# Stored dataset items

-*-

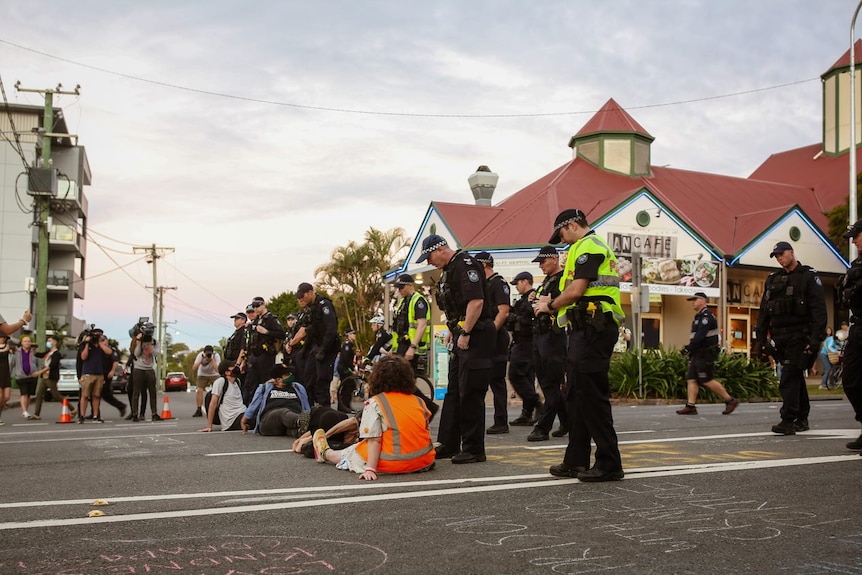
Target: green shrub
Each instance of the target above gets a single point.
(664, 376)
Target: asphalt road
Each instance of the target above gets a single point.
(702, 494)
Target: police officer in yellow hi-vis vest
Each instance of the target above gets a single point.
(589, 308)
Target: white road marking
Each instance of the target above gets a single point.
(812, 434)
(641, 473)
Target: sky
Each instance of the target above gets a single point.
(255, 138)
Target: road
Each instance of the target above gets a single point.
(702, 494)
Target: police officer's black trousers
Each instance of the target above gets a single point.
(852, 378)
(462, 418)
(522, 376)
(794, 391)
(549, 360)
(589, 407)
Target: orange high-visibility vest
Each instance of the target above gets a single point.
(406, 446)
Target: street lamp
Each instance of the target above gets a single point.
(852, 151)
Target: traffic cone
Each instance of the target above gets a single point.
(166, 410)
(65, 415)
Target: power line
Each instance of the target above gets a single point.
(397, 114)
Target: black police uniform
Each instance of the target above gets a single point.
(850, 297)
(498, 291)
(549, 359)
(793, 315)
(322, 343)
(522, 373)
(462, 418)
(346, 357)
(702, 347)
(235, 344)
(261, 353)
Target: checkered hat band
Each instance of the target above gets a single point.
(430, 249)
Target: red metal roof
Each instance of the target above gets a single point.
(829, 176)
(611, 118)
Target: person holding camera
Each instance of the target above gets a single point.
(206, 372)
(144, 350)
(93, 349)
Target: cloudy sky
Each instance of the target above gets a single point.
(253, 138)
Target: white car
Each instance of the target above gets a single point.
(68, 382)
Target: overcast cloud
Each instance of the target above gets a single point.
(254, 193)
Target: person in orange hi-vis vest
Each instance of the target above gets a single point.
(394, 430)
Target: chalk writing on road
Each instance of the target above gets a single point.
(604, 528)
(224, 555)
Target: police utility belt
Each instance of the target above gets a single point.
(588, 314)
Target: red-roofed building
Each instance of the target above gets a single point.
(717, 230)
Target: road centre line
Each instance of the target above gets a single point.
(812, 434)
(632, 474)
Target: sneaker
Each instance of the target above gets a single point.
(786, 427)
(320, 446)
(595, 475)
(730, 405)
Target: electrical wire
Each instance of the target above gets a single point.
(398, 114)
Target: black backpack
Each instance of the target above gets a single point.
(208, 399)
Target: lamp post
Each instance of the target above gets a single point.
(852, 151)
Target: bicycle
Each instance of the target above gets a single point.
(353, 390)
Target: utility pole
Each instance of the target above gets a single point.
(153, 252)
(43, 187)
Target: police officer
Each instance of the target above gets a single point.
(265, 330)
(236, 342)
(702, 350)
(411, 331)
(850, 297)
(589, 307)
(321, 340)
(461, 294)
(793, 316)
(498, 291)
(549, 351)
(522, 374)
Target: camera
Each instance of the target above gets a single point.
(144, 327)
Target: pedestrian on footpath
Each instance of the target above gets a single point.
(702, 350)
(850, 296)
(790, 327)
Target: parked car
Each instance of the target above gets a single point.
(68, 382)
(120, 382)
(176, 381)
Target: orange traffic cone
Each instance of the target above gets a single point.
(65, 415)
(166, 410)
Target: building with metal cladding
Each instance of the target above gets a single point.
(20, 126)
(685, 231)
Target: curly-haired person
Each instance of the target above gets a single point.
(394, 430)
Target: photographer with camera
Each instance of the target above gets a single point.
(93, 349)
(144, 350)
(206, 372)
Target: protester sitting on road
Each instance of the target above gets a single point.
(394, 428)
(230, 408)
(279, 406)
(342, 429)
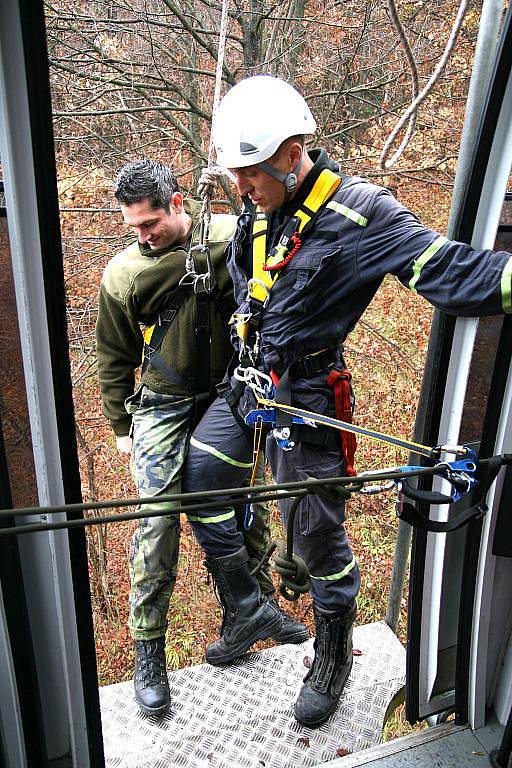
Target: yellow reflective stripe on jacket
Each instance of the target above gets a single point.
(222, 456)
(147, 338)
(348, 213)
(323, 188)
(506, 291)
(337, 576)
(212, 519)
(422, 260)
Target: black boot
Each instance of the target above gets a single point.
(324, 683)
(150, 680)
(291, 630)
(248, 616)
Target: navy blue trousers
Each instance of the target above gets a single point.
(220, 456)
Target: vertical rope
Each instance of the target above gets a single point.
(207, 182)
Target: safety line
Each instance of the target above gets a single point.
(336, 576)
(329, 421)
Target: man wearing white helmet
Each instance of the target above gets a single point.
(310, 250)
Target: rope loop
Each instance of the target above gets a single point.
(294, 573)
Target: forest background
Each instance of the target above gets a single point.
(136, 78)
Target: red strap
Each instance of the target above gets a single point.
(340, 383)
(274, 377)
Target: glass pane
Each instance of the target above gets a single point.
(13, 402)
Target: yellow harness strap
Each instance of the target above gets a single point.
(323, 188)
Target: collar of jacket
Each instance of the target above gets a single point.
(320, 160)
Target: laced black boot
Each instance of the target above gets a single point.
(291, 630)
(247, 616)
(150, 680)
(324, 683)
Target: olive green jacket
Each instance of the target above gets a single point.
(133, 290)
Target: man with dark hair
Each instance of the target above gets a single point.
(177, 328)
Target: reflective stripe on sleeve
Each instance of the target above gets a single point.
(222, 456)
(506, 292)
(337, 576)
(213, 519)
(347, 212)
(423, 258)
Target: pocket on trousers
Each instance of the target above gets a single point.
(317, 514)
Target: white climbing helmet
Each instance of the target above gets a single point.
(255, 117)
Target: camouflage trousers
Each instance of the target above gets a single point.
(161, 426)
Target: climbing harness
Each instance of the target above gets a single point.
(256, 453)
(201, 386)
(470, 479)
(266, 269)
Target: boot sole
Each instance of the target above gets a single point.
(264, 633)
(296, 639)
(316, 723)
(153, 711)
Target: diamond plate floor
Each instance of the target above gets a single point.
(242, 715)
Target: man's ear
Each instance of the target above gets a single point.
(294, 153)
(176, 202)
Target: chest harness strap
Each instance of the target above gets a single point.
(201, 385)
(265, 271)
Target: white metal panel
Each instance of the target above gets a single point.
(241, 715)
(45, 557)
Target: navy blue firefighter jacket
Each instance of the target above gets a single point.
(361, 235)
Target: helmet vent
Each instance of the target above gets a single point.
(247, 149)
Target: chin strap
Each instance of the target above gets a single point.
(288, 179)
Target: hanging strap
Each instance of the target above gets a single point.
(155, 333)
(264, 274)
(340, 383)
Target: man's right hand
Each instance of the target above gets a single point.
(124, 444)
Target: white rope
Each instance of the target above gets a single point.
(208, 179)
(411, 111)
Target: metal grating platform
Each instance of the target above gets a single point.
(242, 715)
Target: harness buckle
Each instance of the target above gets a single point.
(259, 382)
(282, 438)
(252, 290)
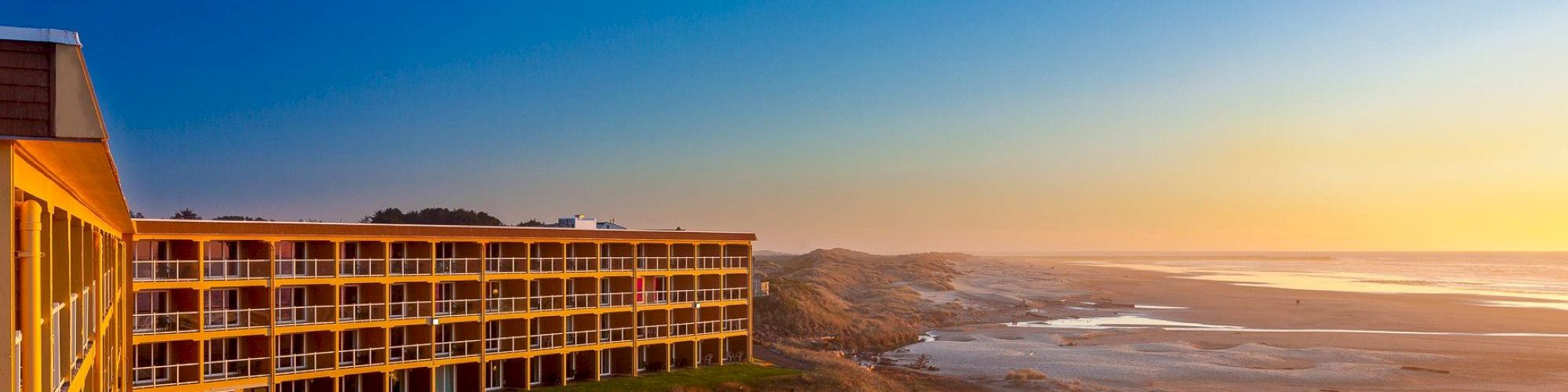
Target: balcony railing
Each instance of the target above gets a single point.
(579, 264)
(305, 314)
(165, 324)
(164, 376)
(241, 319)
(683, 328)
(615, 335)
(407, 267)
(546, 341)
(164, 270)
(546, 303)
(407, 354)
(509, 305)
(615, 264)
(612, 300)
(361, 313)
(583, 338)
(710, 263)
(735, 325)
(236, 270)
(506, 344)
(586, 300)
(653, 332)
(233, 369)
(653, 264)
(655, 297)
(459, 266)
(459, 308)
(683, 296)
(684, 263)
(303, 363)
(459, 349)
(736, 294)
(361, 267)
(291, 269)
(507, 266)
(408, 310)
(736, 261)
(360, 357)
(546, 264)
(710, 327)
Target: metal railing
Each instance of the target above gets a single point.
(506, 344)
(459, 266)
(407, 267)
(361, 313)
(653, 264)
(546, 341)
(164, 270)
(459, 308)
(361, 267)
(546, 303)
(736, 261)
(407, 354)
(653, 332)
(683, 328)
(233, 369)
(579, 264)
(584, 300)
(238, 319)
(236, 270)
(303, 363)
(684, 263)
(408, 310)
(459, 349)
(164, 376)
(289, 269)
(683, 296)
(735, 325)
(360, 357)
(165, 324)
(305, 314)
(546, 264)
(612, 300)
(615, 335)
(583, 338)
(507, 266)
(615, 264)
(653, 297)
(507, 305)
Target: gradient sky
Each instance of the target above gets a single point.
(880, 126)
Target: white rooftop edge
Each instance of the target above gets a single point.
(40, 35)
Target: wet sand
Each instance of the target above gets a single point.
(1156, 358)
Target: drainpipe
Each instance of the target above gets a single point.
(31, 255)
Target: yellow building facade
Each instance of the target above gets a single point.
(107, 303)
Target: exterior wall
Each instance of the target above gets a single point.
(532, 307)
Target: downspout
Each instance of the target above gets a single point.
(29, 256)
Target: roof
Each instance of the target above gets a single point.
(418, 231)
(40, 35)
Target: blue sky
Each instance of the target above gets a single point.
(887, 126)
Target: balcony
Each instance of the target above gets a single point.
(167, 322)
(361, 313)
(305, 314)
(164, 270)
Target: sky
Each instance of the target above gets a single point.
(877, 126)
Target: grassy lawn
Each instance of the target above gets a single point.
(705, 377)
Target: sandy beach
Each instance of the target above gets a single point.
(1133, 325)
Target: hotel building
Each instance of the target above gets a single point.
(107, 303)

-*-

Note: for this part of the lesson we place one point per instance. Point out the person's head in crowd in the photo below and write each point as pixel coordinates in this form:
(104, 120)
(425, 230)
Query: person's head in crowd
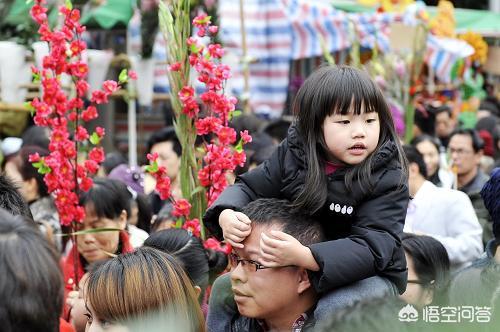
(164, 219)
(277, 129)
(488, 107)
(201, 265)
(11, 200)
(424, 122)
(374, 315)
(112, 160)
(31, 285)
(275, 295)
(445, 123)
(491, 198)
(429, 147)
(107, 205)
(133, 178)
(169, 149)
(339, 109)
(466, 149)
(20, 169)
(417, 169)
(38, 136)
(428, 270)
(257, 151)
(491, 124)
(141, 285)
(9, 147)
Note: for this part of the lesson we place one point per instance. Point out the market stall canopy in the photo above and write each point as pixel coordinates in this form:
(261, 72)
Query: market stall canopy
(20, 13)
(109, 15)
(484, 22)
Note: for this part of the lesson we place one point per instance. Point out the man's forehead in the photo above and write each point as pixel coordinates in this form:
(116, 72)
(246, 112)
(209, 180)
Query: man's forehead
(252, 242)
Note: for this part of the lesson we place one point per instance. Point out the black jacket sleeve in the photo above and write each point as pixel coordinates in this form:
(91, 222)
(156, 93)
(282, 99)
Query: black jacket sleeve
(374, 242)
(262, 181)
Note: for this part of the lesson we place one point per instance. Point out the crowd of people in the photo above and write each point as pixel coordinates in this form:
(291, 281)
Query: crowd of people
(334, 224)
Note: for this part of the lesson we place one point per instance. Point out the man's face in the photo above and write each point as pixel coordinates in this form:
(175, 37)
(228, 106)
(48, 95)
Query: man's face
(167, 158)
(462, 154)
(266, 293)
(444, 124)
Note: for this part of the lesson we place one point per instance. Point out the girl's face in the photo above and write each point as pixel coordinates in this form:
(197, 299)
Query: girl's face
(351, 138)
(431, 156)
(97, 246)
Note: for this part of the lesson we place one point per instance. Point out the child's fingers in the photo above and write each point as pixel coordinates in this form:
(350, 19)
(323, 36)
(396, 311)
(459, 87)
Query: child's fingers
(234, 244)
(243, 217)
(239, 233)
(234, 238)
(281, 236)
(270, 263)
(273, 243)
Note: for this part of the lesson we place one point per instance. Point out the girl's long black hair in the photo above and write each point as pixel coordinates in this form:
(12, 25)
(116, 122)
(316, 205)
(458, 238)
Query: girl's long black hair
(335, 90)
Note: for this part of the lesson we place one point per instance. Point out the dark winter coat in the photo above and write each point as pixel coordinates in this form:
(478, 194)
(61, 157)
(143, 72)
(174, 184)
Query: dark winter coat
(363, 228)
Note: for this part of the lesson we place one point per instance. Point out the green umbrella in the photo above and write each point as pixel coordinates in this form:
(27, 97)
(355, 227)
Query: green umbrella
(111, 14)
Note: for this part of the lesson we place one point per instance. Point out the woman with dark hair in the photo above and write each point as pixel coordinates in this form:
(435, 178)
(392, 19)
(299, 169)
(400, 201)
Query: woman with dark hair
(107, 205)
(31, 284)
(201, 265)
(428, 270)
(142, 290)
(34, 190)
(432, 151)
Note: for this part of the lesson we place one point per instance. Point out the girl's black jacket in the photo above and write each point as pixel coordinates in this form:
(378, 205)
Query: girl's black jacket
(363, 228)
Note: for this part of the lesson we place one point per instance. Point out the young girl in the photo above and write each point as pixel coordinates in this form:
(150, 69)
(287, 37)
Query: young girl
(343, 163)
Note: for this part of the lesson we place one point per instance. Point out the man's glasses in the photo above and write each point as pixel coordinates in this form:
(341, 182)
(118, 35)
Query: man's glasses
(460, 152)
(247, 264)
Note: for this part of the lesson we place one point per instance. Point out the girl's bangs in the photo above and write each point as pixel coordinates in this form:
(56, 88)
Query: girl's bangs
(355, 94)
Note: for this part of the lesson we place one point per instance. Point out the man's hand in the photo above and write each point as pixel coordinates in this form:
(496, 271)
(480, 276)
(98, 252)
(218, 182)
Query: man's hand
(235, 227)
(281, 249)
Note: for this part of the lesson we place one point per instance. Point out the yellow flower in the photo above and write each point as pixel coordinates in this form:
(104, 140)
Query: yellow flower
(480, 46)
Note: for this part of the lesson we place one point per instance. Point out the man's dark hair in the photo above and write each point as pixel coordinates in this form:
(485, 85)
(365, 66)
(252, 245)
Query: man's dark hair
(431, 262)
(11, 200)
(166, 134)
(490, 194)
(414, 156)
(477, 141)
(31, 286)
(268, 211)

-*-

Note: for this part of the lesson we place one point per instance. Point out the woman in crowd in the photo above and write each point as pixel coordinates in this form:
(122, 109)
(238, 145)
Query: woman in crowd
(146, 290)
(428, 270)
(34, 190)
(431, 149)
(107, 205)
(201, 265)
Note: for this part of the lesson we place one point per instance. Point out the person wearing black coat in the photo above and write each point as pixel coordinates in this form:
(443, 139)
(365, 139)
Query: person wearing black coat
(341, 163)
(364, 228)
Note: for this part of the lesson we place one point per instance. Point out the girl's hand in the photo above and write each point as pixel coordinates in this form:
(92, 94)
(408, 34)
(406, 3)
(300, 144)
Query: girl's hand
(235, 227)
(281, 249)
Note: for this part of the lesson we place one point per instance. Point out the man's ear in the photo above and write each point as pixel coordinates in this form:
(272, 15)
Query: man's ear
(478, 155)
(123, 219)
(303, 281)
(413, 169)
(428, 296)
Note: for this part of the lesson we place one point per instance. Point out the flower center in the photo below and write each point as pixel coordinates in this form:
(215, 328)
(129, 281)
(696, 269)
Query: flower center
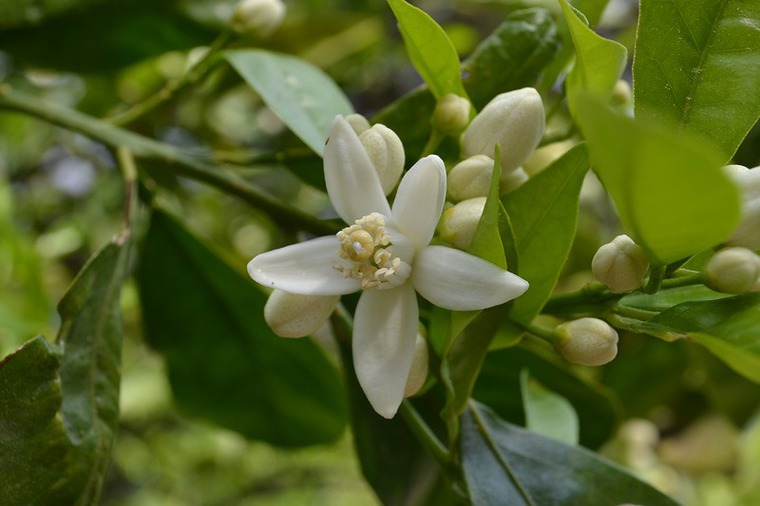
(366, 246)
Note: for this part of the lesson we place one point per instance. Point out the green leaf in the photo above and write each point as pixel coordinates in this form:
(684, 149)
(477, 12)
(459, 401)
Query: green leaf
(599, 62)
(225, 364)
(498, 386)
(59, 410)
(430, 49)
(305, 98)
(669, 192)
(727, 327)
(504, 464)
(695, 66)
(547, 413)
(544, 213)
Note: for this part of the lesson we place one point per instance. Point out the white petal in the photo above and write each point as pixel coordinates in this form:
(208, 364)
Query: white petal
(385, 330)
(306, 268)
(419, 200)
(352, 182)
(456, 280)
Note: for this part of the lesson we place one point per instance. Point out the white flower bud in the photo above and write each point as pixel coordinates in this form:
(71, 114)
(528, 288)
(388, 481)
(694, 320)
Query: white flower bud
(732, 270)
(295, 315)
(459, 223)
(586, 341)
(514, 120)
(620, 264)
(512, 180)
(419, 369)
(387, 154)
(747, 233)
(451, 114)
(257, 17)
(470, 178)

-*-

# TASK ITEM
Of the lines above, retype only those from the line containing "Target: navy blue firefighter jacket" through the line containing "Target: man's right hand", including both, exactly.

# EXERCISE SOLUTION
Target: navy blue firefighter jacket
Each instance of the target above gets a single point.
(361, 235)
Target: helmet vent
Each instance of the target above gets a single point.
(247, 149)
Target: chin strap
Each instance of the target above gets a single point.
(288, 179)
Target: hanging strap
Each instance of the target above gets a single point.
(155, 333)
(264, 274)
(340, 383)
Target: man's right hand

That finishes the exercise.